= What to produce =
Could you please count how many lines in the data below hold the string "chevrolet"? Reply with only the number.
──────── Data to process ────────
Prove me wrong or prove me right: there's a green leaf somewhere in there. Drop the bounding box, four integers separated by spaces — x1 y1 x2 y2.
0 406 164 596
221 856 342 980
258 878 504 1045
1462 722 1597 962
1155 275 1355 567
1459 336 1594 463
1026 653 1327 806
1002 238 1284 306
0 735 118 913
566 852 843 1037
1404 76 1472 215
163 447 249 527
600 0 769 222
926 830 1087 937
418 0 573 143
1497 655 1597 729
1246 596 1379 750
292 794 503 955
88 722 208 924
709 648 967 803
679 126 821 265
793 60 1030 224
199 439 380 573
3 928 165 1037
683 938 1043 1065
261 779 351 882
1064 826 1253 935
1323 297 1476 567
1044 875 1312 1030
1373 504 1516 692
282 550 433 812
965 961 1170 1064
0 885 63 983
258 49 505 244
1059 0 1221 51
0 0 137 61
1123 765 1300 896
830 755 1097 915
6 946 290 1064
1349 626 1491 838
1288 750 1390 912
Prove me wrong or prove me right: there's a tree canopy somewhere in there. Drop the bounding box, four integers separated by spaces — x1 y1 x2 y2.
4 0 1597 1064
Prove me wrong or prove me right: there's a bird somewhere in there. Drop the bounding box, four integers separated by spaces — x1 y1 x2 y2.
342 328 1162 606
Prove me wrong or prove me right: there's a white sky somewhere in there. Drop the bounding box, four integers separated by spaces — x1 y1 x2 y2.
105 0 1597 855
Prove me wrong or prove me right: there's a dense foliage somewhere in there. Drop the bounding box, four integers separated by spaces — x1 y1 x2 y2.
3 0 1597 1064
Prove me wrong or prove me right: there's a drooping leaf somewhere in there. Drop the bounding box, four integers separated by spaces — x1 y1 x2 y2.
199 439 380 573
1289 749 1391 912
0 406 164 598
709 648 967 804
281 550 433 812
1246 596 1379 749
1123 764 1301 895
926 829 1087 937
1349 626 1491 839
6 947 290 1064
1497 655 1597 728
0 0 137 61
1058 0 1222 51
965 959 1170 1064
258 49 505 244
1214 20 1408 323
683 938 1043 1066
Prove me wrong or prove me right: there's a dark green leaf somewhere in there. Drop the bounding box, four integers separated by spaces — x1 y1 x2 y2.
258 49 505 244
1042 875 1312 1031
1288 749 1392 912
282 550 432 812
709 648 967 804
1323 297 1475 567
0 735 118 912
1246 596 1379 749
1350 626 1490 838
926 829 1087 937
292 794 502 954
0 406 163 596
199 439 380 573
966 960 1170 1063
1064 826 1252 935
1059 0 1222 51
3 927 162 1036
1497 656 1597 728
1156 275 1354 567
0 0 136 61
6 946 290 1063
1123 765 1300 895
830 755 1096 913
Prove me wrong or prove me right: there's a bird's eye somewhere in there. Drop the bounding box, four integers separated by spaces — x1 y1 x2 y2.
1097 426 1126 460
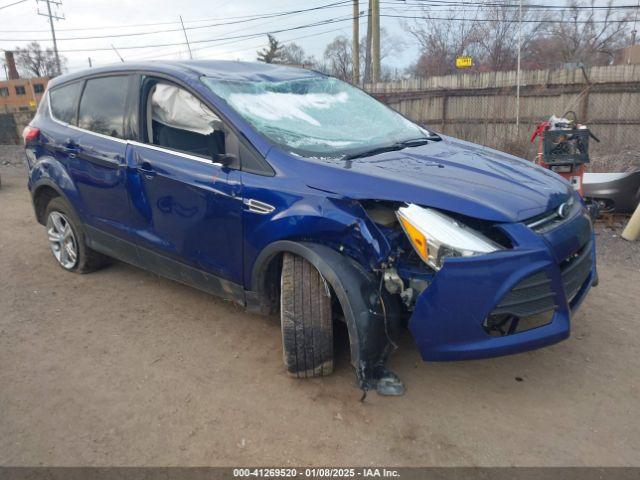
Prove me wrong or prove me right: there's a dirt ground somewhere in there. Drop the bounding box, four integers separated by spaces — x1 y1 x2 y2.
1 161 639 467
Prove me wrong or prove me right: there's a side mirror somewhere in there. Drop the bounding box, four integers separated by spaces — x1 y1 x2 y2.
214 153 237 167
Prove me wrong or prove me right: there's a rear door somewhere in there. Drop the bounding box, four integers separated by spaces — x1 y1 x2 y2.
70 75 135 241
125 77 244 290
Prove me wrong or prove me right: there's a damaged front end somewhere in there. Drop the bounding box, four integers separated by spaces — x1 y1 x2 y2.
321 199 514 394
362 195 596 368
250 191 595 396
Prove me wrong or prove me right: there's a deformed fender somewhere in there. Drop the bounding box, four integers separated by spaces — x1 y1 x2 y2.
250 240 402 389
29 155 84 223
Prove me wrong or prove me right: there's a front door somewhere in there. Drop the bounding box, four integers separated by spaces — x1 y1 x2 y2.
126 143 244 286
126 78 244 293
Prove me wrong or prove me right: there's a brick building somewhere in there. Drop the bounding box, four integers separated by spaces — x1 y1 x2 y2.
1 51 50 113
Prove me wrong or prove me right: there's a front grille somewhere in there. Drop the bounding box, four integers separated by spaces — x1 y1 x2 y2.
525 198 581 233
492 271 555 317
484 241 593 335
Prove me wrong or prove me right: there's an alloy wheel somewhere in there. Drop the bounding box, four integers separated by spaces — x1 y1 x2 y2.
46 211 78 269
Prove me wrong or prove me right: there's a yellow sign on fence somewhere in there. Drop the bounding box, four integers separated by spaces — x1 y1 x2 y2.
456 56 473 69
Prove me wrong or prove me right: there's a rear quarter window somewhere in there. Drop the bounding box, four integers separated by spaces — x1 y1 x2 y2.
78 76 130 138
49 81 83 124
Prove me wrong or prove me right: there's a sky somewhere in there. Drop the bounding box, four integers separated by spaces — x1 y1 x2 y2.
0 0 421 77
1 0 637 79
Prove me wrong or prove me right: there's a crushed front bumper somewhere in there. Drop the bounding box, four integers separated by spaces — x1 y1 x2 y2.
409 208 596 361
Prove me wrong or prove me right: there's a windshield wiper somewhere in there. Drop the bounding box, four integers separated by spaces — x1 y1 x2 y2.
341 138 431 161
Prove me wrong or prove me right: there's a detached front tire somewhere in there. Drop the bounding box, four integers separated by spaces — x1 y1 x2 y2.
280 252 334 377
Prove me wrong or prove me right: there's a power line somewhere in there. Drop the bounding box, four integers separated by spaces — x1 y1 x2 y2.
5 14 361 53
124 24 351 63
3 4 337 33
2 1 632 60
1 0 633 40
0 0 27 10
380 12 634 23
0 1 353 42
0 0 353 35
121 3 350 62
127 5 338 62
386 0 639 8
383 1 638 9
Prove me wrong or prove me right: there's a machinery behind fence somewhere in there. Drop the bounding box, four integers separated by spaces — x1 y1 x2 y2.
366 64 640 160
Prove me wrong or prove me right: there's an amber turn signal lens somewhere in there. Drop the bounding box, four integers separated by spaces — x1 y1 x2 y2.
398 215 428 263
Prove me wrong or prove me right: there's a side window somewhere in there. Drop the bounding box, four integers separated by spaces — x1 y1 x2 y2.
49 81 83 124
34 91 50 120
0 87 9 97
33 84 45 94
145 82 228 160
78 76 129 138
15 85 26 95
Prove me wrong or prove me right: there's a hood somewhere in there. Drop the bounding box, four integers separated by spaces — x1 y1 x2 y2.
299 136 571 223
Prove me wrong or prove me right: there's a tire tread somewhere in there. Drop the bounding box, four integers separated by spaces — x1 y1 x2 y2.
281 253 333 378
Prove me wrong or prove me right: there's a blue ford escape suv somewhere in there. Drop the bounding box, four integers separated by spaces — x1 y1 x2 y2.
24 61 597 395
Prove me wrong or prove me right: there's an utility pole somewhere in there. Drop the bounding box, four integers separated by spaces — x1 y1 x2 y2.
88 57 92 68
515 0 522 135
352 1 359 85
180 15 193 60
364 1 372 83
631 0 639 46
37 0 64 76
371 0 380 83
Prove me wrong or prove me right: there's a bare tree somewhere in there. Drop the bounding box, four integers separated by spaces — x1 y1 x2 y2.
475 4 543 71
408 0 633 77
406 9 480 77
323 36 353 81
280 42 317 67
320 29 403 83
536 0 632 67
14 41 66 77
360 28 404 82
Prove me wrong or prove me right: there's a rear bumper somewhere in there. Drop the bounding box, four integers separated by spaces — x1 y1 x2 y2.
408 210 596 361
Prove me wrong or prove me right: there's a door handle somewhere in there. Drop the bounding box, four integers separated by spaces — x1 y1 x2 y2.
62 139 80 158
138 161 156 179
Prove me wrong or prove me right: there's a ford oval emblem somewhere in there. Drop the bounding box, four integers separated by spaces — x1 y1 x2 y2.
557 202 570 219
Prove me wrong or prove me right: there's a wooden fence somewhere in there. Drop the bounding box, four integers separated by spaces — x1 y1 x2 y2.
0 112 31 144
365 64 640 157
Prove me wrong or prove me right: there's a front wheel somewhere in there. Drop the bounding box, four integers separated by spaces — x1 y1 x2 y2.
280 252 334 378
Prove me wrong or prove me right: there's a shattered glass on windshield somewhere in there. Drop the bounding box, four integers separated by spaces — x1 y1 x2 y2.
202 75 427 158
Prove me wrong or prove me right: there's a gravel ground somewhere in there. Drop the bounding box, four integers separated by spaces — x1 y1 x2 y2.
1 149 639 467
0 145 25 166
590 149 640 173
595 220 640 272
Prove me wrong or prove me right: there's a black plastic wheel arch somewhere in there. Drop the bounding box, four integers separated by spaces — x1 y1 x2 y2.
249 240 402 389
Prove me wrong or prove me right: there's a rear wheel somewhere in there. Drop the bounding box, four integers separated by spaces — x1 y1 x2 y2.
44 197 108 273
280 253 334 377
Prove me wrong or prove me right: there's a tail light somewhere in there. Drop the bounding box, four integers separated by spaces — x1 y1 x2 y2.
22 125 40 145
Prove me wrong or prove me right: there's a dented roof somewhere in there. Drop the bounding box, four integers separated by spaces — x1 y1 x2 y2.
48 60 321 89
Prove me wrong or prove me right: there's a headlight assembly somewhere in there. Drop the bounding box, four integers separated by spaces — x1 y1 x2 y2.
397 204 502 270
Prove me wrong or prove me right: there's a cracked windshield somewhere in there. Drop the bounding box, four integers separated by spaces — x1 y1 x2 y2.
203 76 427 158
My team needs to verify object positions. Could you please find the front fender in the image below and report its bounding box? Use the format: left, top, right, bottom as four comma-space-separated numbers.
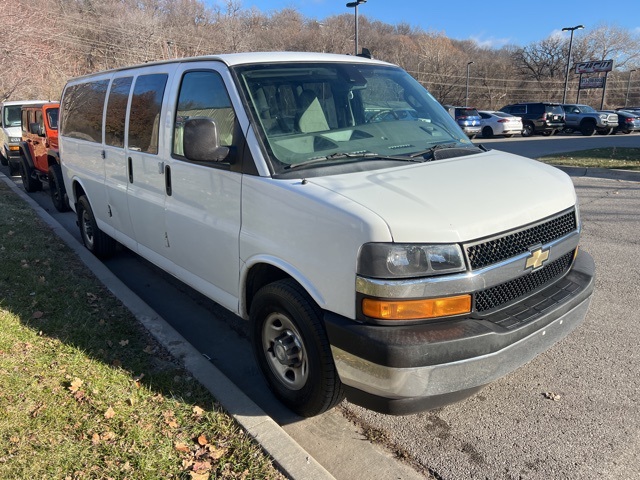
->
18, 142, 35, 167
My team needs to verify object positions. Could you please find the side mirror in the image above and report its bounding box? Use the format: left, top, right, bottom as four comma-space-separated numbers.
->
30, 122, 45, 136
183, 118, 230, 162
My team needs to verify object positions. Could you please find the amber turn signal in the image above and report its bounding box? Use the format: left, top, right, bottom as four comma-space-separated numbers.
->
362, 295, 471, 320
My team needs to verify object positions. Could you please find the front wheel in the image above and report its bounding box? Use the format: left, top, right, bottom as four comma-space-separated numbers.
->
20, 156, 42, 192
250, 279, 344, 417
48, 164, 69, 212
597, 127, 614, 135
77, 195, 116, 258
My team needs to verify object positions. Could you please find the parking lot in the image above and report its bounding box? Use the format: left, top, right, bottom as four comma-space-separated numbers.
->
2, 134, 639, 479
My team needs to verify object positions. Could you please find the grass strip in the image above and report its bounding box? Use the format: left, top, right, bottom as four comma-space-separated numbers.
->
538, 146, 640, 170
0, 181, 284, 479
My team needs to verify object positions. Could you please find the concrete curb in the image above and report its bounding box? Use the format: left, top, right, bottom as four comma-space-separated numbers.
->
0, 172, 335, 480
555, 165, 640, 182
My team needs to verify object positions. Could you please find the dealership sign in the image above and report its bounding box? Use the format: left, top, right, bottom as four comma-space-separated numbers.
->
580, 77, 605, 89
574, 60, 614, 74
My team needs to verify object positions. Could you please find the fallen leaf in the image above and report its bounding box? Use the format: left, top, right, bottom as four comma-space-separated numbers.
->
91, 433, 101, 445
119, 340, 129, 347
543, 391, 561, 401
192, 460, 212, 473
175, 442, 190, 453
197, 434, 208, 446
69, 378, 83, 393
189, 472, 209, 480
192, 406, 205, 417
32, 311, 44, 319
104, 407, 115, 419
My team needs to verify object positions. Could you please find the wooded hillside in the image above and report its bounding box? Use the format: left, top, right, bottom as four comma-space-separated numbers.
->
2, 0, 639, 108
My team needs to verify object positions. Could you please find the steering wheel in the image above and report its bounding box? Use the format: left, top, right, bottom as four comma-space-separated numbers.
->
368, 109, 402, 123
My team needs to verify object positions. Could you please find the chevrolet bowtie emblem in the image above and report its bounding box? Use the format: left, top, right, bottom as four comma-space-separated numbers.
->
526, 247, 550, 270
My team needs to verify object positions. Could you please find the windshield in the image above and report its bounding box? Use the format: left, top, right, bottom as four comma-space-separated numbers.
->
578, 105, 596, 113
234, 62, 471, 176
3, 106, 22, 128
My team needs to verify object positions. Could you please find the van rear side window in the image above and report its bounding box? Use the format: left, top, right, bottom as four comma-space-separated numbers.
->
61, 80, 109, 143
128, 74, 168, 154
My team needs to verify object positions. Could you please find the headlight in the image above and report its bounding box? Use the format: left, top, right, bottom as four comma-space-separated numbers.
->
599, 114, 608, 120
357, 243, 466, 278
9, 136, 21, 143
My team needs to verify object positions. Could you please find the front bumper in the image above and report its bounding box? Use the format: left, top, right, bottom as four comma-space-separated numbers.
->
324, 249, 594, 414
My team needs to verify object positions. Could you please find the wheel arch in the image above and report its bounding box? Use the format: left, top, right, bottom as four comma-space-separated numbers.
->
241, 257, 326, 321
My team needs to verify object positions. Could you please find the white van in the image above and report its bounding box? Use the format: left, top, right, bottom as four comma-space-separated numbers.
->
1, 99, 50, 175
59, 52, 594, 417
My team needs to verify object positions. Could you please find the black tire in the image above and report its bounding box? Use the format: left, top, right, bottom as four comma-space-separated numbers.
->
77, 195, 116, 258
503, 134, 513, 138
597, 127, 614, 136
522, 122, 534, 137
8, 160, 19, 176
250, 279, 344, 417
0, 151, 7, 166
541, 131, 553, 136
580, 122, 596, 136
20, 156, 42, 192
482, 126, 493, 138
48, 164, 69, 212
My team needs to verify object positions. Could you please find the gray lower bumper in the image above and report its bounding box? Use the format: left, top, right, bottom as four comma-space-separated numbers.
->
325, 249, 594, 414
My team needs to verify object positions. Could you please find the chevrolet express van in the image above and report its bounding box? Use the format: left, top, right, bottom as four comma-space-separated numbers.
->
59, 53, 595, 417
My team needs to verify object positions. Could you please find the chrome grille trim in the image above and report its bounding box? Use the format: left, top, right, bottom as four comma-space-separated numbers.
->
465, 209, 577, 270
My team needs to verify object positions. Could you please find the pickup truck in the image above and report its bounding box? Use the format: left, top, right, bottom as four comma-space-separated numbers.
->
561, 104, 618, 136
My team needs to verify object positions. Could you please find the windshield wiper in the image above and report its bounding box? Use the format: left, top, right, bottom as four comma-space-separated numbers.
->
408, 143, 462, 159
284, 152, 424, 171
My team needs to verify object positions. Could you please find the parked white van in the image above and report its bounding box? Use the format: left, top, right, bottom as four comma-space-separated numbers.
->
59, 52, 594, 417
1, 99, 50, 175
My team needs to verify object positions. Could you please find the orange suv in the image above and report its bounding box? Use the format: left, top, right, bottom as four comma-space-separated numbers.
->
18, 102, 69, 211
────────
= Task response =
2